• WHAT YOU SHOULD DO: Return nothing but the lines from the line containing "Verify that every instance of the mountain ridge" through the last line of the records, reproduced exactly.

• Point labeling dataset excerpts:
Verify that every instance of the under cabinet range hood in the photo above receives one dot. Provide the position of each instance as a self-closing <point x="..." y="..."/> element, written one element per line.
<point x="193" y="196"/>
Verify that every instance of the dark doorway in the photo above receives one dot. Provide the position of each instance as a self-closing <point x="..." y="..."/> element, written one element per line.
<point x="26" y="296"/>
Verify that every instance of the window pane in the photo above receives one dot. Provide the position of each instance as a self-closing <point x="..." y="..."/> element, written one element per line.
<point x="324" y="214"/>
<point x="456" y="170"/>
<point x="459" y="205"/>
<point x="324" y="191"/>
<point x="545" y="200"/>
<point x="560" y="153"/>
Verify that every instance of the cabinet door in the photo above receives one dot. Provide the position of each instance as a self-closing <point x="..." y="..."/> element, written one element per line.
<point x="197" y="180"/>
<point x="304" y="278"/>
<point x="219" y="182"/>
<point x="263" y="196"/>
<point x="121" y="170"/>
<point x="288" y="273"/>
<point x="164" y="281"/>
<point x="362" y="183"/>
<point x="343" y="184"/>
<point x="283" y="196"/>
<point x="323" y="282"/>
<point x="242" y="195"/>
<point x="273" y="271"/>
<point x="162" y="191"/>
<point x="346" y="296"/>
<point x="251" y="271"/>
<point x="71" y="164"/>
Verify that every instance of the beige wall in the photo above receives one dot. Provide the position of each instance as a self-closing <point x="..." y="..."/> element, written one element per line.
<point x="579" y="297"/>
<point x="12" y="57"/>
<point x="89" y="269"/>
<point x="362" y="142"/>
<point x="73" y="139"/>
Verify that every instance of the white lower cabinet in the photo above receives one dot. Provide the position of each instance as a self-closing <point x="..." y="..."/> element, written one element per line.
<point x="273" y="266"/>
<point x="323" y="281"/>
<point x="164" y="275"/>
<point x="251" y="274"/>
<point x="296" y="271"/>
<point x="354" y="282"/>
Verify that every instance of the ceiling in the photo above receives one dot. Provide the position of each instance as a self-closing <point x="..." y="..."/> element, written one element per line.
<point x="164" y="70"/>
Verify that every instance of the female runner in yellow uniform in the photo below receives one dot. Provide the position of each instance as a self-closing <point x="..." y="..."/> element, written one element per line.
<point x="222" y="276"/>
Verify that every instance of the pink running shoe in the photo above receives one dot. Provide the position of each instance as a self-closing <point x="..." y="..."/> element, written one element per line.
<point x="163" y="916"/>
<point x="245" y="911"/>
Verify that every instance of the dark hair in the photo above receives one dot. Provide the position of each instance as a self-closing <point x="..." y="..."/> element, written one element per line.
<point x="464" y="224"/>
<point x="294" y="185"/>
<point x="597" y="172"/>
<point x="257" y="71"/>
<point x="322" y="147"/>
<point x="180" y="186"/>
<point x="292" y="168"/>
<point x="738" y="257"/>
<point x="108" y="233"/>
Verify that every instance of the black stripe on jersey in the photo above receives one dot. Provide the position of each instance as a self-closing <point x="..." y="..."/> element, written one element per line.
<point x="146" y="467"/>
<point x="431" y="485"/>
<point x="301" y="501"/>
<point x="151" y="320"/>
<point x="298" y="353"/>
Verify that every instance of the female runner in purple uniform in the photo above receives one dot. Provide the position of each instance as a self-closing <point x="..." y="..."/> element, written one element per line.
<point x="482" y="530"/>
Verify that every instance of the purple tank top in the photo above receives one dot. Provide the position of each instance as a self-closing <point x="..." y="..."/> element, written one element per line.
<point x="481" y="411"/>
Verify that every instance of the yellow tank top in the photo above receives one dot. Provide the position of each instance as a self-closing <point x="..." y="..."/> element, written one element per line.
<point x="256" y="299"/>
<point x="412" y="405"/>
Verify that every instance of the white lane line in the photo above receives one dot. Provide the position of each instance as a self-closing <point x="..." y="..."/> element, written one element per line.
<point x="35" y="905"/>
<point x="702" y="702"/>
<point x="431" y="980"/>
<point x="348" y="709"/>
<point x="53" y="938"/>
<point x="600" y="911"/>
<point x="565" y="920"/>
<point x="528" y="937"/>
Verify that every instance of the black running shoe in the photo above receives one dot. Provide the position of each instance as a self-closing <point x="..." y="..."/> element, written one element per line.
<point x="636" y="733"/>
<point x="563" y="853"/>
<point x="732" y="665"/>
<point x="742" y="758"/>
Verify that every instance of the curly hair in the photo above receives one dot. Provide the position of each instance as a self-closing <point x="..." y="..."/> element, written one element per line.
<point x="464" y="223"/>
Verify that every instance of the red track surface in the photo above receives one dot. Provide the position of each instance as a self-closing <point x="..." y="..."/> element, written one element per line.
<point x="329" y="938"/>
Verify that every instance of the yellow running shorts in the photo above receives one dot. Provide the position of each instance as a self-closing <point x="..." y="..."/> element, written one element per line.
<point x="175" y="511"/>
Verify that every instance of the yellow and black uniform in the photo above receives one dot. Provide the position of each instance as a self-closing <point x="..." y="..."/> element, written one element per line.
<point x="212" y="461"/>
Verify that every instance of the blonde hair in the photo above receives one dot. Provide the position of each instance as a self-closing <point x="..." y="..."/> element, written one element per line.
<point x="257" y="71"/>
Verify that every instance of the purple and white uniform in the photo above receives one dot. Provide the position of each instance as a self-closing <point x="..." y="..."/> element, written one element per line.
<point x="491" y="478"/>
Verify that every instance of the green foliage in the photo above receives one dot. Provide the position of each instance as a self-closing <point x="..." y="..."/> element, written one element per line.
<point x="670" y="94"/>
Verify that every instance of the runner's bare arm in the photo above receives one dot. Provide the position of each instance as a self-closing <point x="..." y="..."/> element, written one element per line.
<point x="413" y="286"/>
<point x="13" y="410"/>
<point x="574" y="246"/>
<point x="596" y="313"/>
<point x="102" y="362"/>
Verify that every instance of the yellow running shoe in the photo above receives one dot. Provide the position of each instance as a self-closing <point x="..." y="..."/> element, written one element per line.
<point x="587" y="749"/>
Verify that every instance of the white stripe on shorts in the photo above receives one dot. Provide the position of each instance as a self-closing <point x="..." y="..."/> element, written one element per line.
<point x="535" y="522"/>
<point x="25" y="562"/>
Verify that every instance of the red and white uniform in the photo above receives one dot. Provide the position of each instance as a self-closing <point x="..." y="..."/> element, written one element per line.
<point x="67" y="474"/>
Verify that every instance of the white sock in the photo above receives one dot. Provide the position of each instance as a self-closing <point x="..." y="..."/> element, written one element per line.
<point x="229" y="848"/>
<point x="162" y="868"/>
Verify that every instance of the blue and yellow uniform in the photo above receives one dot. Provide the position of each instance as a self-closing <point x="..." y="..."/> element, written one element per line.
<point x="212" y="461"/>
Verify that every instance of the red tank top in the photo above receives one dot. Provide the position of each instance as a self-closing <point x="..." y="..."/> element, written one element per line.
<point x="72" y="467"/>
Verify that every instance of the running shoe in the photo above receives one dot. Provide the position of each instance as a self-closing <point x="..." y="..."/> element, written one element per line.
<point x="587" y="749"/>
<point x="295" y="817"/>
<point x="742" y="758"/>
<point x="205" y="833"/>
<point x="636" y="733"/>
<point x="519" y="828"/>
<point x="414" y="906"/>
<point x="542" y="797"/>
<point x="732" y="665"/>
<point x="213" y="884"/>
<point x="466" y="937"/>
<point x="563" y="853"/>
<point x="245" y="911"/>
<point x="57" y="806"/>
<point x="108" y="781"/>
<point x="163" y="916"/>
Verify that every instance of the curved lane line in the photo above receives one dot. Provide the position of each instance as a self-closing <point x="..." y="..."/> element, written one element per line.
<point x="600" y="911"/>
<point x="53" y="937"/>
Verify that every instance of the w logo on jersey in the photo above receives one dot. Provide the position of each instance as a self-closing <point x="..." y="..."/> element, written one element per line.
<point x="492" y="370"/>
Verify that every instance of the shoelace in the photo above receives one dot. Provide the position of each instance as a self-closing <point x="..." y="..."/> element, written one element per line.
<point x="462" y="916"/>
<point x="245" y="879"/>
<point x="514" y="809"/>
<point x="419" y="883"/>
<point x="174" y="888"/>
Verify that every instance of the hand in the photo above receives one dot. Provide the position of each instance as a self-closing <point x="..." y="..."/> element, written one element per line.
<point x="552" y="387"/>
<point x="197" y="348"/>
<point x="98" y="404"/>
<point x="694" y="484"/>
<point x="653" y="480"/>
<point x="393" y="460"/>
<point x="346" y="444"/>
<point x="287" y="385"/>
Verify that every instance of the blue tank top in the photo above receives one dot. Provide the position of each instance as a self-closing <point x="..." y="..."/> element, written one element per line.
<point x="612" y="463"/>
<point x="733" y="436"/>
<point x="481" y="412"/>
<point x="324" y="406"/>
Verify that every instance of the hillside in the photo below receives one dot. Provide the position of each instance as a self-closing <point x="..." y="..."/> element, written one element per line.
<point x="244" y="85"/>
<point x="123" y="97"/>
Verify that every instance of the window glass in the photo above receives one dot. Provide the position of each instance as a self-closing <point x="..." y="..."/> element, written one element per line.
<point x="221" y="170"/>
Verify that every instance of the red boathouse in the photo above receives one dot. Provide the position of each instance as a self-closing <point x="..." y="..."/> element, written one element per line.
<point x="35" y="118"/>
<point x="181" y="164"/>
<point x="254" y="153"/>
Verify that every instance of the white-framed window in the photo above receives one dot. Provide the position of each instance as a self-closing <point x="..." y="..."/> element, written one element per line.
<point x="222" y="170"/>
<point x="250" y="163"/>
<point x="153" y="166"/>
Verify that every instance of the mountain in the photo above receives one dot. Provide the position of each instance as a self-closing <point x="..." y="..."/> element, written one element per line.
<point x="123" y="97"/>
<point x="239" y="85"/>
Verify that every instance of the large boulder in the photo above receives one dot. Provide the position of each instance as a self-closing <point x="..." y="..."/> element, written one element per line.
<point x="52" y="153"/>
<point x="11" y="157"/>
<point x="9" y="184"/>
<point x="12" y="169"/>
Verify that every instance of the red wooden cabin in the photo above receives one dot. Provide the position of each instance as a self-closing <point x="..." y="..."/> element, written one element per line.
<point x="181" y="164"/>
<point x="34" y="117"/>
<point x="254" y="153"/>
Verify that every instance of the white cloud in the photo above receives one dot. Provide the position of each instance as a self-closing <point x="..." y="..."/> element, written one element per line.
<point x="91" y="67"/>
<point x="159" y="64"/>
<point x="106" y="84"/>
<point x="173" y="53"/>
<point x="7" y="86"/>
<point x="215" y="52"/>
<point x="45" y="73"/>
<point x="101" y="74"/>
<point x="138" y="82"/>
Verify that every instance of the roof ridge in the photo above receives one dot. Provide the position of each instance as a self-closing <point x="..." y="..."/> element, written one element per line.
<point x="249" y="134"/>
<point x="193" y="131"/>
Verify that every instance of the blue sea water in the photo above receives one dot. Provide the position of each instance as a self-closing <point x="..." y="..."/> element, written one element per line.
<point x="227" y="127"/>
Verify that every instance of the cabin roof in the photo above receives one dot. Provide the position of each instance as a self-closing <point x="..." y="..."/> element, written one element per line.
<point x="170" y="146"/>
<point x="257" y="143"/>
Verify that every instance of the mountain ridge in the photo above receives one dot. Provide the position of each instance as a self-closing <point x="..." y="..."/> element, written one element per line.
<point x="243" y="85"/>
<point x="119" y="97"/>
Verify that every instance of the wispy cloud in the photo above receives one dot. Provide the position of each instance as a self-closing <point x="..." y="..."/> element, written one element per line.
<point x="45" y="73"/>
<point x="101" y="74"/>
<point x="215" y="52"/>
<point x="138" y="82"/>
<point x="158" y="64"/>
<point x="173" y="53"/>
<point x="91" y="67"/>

• SOLUTION TO THE EXERCISE:
Verify that every instance of the mountain ridge in the photo above receives one dot. Provide the position of each instance as a self-closing <point x="..." y="..."/> element, written one element per line.
<point x="243" y="85"/>
<point x="119" y="97"/>
Verify that every instance of the wispy cloud in the photo above receives one dot. Provide the position of each instance as a self-closing <point x="..." y="..."/> element, written one element per line.
<point x="45" y="73"/>
<point x="101" y="74"/>
<point x="215" y="52"/>
<point x="138" y="82"/>
<point x="158" y="64"/>
<point x="173" y="53"/>
<point x="91" y="67"/>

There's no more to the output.